*Passage du texte*.
┌──

Le président: Je vous remercie beaucoup.

Parlons des visites. À ce que j'ai compris, les chefs d'État de l'Azerbaïdjan et du Kazakhstan aimeraient venir au Canada. Certaines pressions sont exercées pour qu'ils viennent. Jugeriez-vous utile que M. Nazarbayev vienne au Canada? Dans l'affirmative, est-ce que quelqu'un essaie de régler les problèmes bilatéraux se rapportant à la région avant qu'il vienne, ou pendant qu'il sera ici?

M. Ron Halpin: La démarche de négociation d'une visite et de sa réalisation est souvent un excellent moyen de régler un problème bilatéral avec ces pays. Nous avons pris un engagement relativement à une visite possible du président Nazarbayev et du président Aliev. Il y a des intérêts canadiens en jeu, et nous examinons les possibilités et les dates où cela pourrait se faire.

Le président: Je vous remercie.

Madame Collins, vous avez la parole.

Mme Ann Collins: Peut-être pourrais-je faire un commentaire sur la question des ressources. Je pense qu'une façon de l'aborder, aussi, est par l'entremise de la définition des intérêts canadiens de la manière dont ils peuvent le mieux être servis. Je pense que les intérêts canadiens ont évolué et évoluent encore dans la région, alors que lorsque nous avons établi nos premiers bureaux, les intérêts du pays étaient principalement d'ordre commercial. M. Wright l'a fait remarquer dans une présentation antérieure, au printemps dernier.

Nous avons toujours des intérêts commerciaux. Je pense qu'il y en a plus maintenant dans le Caucase que, disons, il y a une dizaine d'années. C'est donc un facteur à tenir en compte. Mais aussi, les intérêts évoluent plus dans le sens de la sécurité et des droits de la personne, et c'est pourquoi nous sommes très heureux qu'il y ait maintenant un agent de l'ACDI au Kazakhstan, par exemple. Ce genre de mesure aide beaucoup. Très souvent, il peut être très utile d'accroître les ressources dans les bureaux que nous avons déjà.

└──

*Données fournies*.
┌──

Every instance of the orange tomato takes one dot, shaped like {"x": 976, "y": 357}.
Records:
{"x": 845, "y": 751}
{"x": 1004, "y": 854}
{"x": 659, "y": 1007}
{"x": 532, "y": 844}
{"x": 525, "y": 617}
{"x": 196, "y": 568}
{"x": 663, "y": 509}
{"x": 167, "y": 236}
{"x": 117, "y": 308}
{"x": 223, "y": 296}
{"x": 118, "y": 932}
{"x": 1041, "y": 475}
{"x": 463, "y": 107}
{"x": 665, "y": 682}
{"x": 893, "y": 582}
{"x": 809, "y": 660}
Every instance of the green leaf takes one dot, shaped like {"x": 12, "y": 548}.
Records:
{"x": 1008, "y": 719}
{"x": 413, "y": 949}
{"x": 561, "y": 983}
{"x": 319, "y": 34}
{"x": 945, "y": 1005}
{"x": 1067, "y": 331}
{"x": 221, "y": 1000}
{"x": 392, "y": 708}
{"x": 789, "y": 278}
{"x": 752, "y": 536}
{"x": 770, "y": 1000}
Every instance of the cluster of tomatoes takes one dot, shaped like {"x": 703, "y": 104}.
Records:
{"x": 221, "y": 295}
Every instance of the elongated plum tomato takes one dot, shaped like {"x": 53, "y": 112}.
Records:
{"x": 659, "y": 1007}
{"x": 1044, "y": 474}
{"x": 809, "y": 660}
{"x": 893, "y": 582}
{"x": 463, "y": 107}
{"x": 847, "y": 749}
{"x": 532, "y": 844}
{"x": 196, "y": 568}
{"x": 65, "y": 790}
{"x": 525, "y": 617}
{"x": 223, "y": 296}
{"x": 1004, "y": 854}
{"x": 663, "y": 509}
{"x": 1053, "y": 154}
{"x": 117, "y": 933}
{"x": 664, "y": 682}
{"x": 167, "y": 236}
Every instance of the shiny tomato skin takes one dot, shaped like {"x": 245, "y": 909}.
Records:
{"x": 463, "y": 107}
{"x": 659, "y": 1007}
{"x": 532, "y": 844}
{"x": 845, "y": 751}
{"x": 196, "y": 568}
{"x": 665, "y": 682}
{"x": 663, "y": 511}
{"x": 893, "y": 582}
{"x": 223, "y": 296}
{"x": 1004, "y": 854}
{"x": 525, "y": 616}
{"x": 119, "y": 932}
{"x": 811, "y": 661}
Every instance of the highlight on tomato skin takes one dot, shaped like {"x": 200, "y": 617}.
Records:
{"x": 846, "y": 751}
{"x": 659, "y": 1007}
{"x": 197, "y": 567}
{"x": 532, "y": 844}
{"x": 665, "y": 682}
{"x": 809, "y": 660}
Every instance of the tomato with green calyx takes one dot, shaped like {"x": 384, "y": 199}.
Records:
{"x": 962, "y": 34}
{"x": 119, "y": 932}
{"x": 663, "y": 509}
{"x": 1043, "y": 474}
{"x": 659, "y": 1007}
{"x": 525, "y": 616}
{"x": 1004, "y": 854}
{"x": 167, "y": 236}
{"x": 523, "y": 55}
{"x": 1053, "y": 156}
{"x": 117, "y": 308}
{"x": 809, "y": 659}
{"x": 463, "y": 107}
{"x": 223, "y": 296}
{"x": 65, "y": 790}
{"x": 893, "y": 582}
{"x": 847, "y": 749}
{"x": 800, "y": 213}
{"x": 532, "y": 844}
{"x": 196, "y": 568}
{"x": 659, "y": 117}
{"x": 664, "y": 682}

└──

*À faire*.
(1) Transcrivez le passage du texte depuis « Madame Collins, vous » jusqu'à « au printemps dernier. » inclus.
(2) D'après le passage du texte, de quel ordre étaient principalement les intérêts du Canada lorsque les premiers bureaux ont été établis dans la région ?
(3) Dressez la liste de toutes les personnes désignées par leur nom dans le passage du texte.

*Réponses dans l'ordre*.
(1)
Madame Collins, vous avez la parole.

Mme Ann Collins: Peut-être pourrais-je faire un commentaire sur la question des ressources. Je pense qu'une façon de l'aborder, aussi, est par l'entremise de la définition des intérêts canadiens de la manière dont ils peuvent le mieux être servis. Je pense que les intérêts canadiens ont évolué et évoluent encore dans la région, alors que lorsque nous avons établi nos premiers bureaux, les intérêts du pays étaient principalement d'ordre commercial. M. Wright l'a fait remarquer dans une présentation antérieure, au printemps dernier.

(2) Ils étaient principalement d'ordre commercial.

(3)
- Nazarbayev
- Ron Halpin
- Aliev
- Ann Collins
- Wright